▶ **Action item A**: From the Gary Coleman estate article below, restate word for word the passage between "The issue that" and "an irreversible coma.", inclusive.
▶ **Action item B**: List every life-changing event that the Gary Coleman estate article below names as an occasion for updating estate planning documents.
▶ **Action item C**:
Answer these questions using the Gary Coleman estate article below:
(i) In what year was Coleman divorced from Shannon Price?
(ii) For how many days did Coleman's living will instruct that he remain on life support if he fell into an irreversible coma?
(iii) Who was named executor in the 1999 will?

▶ **Excerpt to read**:
While planning your estate, make sure you take the time to think about an AMD. It is a difficult issue that sometimes requires asking questions about end of life medical treatment and how your loved ones will react to those decisions. However, it will go a long way to giving you piece of mind.

Estate of the Month: Gary Coleman...make sure you update your Estate for Life Changing Events

On May 28th, Gary Coleman, the childhood star of "Different Stroke," died at a hospital in Provo, Utah, when he suffered a brain hemorrhage after falling at his home. Though he touched many Americans as a child actor, his life after "Different Strokes" was troubled, resulting in numerous lawsuits with his parents, fraud and fragile health. In fact, Coleman died almost penniless, but, given his previous fame, he certainly had potential to earn millions in royalties and licensing fees if marketed appropriately. Unfortunately, what has happened after his death and the decision to take him off of life support are unsettling.

Here is a quick background on Gary Coleman's estate. Coleman was married to Shannon Price in 2007 but subsequently was divorced in 2008. Price claims they lived together as common-law husband and wife, even after the divorce. (Click here for more information common-law marriages). After his death, Coleman's parent's attempted to open his estate for probate, stating there was no will and stopping Price from holding his funeral. However, Coleman's ex-manager, Dion Mial, came forward with a 1999 will naming him as the executor in charge. Another will appeared, executed in 2005, naming Coleman's female friend and former companion, Anna Gray, as the one to be in charge of his estate. Price alleges there was a handwritten codicil to the 2005 will, drafted in 2007, naming her as the executor and the beneficiary. Needless to say it is a giant mess, just staring down the barrel of years of estate litigation.

The issue that I find interesting is Coleman's Advanced Medical Directive, or AMD. He appointed Price as his agent to act in his place with respect to his medical care, if he was unable during their marriage, but never updated it after their divorce. It was the AMD that allowed Price to terminate Coleman's life support one day after his fall. His AMD stated that he wanted "life to be prolonged as long as possible within the limits of generally accepted health care standards." Coleman's living will also demonstrated what medical treatment he wanted. In his living will, Coleman gave specific instructions to remain on life support for at least 15 days, if he ever fell into an irreversible coma.

I do not know the specifics of Coleman's condition at his death, but you could argue that Price terminated Coleman's life support much earlier than Coleman wanted. The 15-day waiting period instruction can be overcome if remaining on life support is deemed fruitless, but only a family member could force the issue. Price's "tenuous" relationship to Coleman would make it unlikely she would be considered a "family member.". Maybe everyone acted with Coleman's best interest, but given the amount of money at stake, the ex-wife making end of life decisions just creates a level of suspicion in my mind…or maybe I have seen too many movies.

Coleman should have made sure his estate planning documents, durable powers of attorney, and his AMD's were all up-to-date when living changing events occurred, including getting married, getting divorced, having children or major financial occurrences arising. Also, he should have had any old estate planning documents destroyed. That would have stopped the opening of his estate by his parents and the appearance of mysterious wills from out of nowhere trying to make claims on his estate. He should also have had conversations with those around him ensuring they knew what steps should be taken at the end of his life to meet his wishes. It looks like his death, and events after his death, will mirror his life…troubled by disconcerting actions by those around him.

▶ **Record set**:

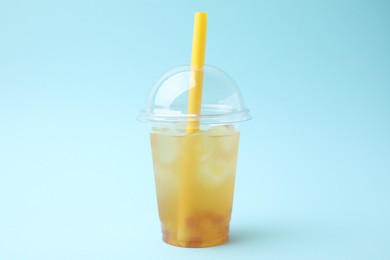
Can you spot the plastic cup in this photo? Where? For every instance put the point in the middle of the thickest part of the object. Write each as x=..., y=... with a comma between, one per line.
x=195, y=172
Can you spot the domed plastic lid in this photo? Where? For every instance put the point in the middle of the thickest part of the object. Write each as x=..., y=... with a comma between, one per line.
x=222, y=102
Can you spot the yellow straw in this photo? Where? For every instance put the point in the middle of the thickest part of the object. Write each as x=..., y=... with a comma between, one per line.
x=187, y=174
x=197, y=63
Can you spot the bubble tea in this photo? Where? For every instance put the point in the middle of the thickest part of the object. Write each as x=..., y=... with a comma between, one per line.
x=195, y=172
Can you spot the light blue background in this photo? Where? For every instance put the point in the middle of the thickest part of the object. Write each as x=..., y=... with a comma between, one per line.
x=76, y=177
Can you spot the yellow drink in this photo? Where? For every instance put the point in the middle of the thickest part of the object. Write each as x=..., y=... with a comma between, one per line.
x=206, y=160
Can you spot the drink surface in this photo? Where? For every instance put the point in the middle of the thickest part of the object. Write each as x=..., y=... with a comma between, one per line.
x=194, y=176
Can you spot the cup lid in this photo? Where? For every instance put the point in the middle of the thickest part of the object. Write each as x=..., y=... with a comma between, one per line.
x=222, y=102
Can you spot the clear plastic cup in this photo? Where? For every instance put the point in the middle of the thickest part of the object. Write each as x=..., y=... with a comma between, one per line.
x=195, y=172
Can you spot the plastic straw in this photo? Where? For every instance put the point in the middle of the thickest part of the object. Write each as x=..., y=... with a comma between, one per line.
x=197, y=63
x=188, y=174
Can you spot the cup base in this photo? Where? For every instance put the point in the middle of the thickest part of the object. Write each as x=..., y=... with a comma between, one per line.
x=197, y=243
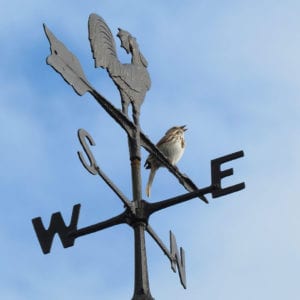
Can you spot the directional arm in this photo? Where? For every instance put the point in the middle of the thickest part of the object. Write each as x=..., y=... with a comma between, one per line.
x=65, y=63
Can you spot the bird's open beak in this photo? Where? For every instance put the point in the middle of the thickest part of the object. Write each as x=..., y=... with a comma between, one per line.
x=183, y=127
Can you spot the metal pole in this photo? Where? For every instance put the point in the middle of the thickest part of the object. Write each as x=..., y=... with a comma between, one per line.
x=141, y=280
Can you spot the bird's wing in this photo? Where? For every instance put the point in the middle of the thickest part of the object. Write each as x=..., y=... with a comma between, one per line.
x=102, y=42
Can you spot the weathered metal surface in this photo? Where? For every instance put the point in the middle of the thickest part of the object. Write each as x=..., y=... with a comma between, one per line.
x=133, y=81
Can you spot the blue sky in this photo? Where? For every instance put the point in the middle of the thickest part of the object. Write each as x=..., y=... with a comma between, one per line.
x=227, y=69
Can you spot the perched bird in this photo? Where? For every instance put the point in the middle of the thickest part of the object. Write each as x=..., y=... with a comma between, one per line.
x=172, y=145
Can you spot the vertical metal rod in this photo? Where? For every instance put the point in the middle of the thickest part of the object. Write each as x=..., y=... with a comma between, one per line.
x=141, y=280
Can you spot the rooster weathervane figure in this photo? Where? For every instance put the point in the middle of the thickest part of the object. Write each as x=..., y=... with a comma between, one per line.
x=133, y=82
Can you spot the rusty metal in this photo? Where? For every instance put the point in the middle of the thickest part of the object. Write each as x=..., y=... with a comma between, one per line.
x=133, y=82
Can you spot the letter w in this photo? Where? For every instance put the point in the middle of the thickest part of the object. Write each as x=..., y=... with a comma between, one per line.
x=57, y=225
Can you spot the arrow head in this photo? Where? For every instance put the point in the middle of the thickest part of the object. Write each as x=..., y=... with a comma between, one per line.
x=66, y=64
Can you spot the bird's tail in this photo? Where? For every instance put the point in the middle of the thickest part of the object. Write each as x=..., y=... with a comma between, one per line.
x=150, y=180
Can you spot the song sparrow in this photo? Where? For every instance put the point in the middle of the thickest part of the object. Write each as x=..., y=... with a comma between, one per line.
x=172, y=146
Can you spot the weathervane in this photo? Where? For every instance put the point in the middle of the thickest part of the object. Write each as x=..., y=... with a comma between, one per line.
x=133, y=82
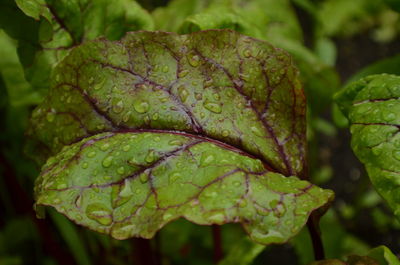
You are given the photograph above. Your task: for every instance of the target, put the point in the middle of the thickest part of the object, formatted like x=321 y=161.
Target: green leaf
x=377 y=256
x=242 y=253
x=217 y=83
x=384 y=256
x=371 y=105
x=64 y=24
x=207 y=126
x=166 y=175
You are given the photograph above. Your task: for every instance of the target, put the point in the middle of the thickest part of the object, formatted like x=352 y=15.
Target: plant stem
x=217 y=239
x=24 y=206
x=315 y=234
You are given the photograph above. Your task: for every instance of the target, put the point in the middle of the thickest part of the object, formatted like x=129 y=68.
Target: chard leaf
x=61 y=25
x=377 y=256
x=372 y=107
x=130 y=184
x=207 y=126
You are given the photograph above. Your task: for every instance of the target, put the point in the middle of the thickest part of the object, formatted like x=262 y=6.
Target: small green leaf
x=61 y=25
x=208 y=126
x=133 y=192
x=372 y=107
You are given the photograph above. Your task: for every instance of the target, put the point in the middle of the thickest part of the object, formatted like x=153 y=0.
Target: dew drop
x=194 y=60
x=50 y=116
x=396 y=154
x=141 y=106
x=155 y=116
x=165 y=69
x=175 y=142
x=388 y=116
x=167 y=216
x=99 y=85
x=247 y=53
x=183 y=73
x=105 y=146
x=118 y=108
x=121 y=170
x=206 y=159
x=126 y=116
x=257 y=131
x=99 y=213
x=150 y=157
x=174 y=177
x=262 y=212
x=217 y=218
x=107 y=161
x=183 y=93
x=144 y=177
x=126 y=190
x=212 y=106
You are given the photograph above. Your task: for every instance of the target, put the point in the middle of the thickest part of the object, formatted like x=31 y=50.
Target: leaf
x=273 y=21
x=377 y=256
x=64 y=24
x=384 y=256
x=133 y=183
x=371 y=105
x=203 y=126
x=243 y=253
x=216 y=83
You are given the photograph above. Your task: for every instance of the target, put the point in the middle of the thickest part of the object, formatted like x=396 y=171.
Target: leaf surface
x=372 y=107
x=62 y=25
x=130 y=184
x=207 y=126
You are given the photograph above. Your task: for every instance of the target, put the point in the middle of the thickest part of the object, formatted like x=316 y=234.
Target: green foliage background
x=36 y=34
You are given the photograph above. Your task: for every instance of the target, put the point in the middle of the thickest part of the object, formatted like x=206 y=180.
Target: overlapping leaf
x=372 y=107
x=61 y=25
x=206 y=126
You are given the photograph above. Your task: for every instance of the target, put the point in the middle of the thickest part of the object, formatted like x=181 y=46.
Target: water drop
x=176 y=142
x=99 y=85
x=396 y=154
x=206 y=159
x=107 y=161
x=247 y=53
x=165 y=69
x=144 y=177
x=183 y=93
x=174 y=177
x=183 y=73
x=237 y=183
x=225 y=133
x=167 y=216
x=262 y=211
x=121 y=170
x=155 y=116
x=388 y=116
x=212 y=106
x=117 y=108
x=150 y=157
x=257 y=131
x=104 y=147
x=194 y=60
x=99 y=213
x=141 y=106
x=50 y=116
x=126 y=116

▶ **Exercise solution A**:
The issue that I find interesting is Coleman's Advanced Medical Directive, or AMD. He appointed Price as his agent to act in his place with respect to his medical care, if he was unable during their marriage, but never updated it after their divorce. It was the AMD that allowed Price to terminate Coleman's life support one day after his fall. His AMD stated that he wanted "life to be prolonged as long as possible within the limits of generally accepted health care standards." Coleman's living will also demonstrated what medical treatment he wanted. In his living will, Coleman gave specific instructions to remain on life support for at least 15 days, if he ever fell into an irreversible coma.

▶ **Exercise solution B**:
getting married
getting divorced
having children
major financial occurrences arising

▶ **Exercise solution C**:
(i) 2008
(ii) At least 15 days
(iii) Dion Mial, Coleman's ex-manager